高齢者で入れ歯をしている人は、行きつけの歯科医から「入れ歯は外して寝ましょう」と言われると思います。私はこれをお勧めしません。寝ているときに歯がない状態になるので、上下の歯のかみ合わせが狂ったまま食いしばりをすることになり、結果、悪い姿勢になってしまう。つまり、頭の反り返りを招くからです。
夜中のトイレに起きるのは認知症の危険信号
悪い姿勢、つまり頭が反り返って寝ることが、なぜ万病の元になるのでしょうか。悪い姿勢で寝ると首がこります。この「首こり」が諸悪の根源なのです。
脳に流れ込んだ血液を心臓に戻す太い血管「内頸動脈瘤」が首の両サイドにあります(下図参照)。首がこると胸鎖乳突筋に圧迫され、流れが悪くなります。そうすると、脳に送られた血液を心臓に戻せなくなり、脳内部の血管内圧が上がります。そして、血管が膨れ上がることで起こるのが「頭痛(筋緊張型頭痛)」です。

===============

• 作業指示
1. 次の(a)〜(c)が抜粋と一致するかを「はい」か「いいえ」で答え、判断の決め手となる抜粋の語句をそのまま引用する。(a) 筆者は入れ歯を外して寝ることを勧めている。(b) 入れ歯を外して寝ると、寝ているときに歯がない状態になる。(c) 悪い姿勢で寝ると首がこる。
2. 抜粋では、血管が膨れ上がることで起こる頭痛を、かっこ内で何と呼んでいるか。
この抜粋の内容だけを根拠にしてください。

===============

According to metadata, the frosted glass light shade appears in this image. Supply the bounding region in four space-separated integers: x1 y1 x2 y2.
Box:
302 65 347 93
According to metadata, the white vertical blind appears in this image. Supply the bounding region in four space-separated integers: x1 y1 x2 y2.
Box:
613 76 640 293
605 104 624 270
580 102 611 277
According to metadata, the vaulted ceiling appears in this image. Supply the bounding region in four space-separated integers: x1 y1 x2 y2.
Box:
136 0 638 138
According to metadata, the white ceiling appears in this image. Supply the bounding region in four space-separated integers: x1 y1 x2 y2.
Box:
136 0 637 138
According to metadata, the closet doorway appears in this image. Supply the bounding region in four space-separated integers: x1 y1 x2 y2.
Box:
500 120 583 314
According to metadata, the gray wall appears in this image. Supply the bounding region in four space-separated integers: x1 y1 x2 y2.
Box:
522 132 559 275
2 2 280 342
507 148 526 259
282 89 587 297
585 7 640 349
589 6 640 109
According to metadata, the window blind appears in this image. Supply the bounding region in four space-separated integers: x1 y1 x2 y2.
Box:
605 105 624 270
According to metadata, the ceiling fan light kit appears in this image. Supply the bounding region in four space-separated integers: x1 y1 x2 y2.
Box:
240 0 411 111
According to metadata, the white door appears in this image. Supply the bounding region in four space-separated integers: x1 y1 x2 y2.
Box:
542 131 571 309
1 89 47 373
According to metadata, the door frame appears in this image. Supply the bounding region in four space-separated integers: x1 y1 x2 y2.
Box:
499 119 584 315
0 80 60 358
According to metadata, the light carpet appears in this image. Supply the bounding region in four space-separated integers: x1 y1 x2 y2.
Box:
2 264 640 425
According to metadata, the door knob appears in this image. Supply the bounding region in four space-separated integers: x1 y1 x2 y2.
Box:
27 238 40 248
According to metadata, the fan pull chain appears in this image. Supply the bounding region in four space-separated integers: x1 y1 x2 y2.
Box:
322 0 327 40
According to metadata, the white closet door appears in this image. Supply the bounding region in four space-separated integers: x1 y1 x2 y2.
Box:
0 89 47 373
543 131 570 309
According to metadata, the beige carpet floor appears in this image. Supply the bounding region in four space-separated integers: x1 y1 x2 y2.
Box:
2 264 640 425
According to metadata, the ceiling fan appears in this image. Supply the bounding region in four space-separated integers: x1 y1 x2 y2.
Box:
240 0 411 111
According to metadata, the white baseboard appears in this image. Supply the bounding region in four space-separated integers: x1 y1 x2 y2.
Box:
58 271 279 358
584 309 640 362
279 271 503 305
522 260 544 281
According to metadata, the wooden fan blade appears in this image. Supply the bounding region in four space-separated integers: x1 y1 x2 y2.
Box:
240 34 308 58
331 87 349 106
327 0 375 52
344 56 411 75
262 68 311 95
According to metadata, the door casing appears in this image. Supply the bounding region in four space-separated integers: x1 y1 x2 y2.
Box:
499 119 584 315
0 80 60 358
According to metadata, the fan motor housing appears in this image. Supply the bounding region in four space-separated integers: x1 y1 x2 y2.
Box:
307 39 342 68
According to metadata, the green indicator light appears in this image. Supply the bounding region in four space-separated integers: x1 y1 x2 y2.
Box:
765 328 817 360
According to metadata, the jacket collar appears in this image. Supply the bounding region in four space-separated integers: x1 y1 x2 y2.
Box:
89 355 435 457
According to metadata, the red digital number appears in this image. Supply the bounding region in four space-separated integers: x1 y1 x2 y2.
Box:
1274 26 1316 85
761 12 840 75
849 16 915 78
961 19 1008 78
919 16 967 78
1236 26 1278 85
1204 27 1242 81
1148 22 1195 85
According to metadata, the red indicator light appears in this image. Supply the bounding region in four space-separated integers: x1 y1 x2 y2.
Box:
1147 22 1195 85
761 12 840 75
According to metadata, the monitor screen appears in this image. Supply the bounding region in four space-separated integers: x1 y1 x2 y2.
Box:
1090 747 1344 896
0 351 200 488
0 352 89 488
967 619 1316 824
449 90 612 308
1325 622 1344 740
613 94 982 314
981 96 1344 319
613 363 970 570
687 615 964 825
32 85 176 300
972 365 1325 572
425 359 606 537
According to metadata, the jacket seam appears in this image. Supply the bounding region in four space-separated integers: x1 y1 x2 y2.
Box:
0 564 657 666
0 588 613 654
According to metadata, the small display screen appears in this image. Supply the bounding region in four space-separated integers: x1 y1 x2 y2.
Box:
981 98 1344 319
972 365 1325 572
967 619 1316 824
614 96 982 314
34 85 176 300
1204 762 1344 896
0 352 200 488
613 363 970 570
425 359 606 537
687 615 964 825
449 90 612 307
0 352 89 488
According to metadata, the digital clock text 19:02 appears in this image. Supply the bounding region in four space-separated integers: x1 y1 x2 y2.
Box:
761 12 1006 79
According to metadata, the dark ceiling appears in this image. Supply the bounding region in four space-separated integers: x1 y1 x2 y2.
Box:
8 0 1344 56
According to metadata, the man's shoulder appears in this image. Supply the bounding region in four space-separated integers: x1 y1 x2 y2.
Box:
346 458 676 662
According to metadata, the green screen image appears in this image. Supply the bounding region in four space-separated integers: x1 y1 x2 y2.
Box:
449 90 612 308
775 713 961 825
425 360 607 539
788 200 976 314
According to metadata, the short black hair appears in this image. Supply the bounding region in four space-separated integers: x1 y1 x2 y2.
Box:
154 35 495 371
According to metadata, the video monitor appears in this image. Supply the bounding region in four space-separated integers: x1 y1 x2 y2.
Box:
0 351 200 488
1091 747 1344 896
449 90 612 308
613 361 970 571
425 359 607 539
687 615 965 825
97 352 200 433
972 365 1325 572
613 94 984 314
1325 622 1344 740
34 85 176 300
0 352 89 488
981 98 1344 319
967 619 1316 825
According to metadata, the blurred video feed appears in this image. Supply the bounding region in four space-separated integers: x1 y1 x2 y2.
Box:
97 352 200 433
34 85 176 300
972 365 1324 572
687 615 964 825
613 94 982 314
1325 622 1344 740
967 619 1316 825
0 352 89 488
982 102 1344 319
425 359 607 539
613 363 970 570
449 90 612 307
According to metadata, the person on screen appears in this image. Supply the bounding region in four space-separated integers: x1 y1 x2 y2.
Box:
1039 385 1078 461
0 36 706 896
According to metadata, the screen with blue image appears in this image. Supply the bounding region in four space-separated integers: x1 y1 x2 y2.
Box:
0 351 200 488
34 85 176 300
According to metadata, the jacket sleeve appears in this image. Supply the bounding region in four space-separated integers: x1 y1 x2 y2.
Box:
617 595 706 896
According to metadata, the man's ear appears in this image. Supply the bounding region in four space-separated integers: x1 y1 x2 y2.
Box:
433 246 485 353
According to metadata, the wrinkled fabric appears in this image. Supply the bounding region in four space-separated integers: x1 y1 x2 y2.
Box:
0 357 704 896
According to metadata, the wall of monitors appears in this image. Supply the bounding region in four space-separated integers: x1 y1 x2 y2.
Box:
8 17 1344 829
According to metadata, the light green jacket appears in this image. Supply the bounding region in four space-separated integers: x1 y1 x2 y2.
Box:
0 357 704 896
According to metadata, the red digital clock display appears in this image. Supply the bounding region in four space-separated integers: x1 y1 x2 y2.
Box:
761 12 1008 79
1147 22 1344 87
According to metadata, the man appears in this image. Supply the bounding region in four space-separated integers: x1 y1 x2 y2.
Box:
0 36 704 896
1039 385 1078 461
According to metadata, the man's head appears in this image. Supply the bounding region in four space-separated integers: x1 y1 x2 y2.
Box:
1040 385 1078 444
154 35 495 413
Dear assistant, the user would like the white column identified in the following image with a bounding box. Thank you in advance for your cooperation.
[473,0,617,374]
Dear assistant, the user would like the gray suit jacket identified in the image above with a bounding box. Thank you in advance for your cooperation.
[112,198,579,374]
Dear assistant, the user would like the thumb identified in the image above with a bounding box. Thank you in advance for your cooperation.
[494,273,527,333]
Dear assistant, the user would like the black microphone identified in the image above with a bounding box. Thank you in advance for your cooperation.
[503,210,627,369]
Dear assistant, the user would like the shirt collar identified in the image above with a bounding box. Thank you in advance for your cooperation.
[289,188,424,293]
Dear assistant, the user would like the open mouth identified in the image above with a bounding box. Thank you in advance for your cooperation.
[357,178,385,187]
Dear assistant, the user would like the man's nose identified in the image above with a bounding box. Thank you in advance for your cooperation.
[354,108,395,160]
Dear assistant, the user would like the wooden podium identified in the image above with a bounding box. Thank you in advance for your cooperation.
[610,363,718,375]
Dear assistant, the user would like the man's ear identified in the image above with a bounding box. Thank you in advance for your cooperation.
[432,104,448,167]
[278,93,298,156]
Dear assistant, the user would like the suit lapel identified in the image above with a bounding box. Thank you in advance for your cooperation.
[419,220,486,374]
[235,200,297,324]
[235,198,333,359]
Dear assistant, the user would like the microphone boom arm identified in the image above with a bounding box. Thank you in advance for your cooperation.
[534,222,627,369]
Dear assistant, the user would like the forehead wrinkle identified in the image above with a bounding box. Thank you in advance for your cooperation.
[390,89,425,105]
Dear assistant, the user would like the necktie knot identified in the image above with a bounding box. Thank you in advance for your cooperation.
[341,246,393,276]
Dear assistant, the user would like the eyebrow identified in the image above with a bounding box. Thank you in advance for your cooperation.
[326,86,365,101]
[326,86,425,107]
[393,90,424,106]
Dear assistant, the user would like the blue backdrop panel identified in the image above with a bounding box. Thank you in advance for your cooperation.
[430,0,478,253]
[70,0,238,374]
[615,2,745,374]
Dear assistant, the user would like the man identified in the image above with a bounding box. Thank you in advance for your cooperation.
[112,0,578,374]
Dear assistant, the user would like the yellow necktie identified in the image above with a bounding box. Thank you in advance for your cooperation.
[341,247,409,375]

===============

• 解答一覧
1.
(a) いいえ。「私はこれをお勧めしません。」
(b) はい。「寝ているときに歯がない状態になる」
(c) はい。「悪い姿勢で寝ると首がこります。」

2. 筋緊張型頭痛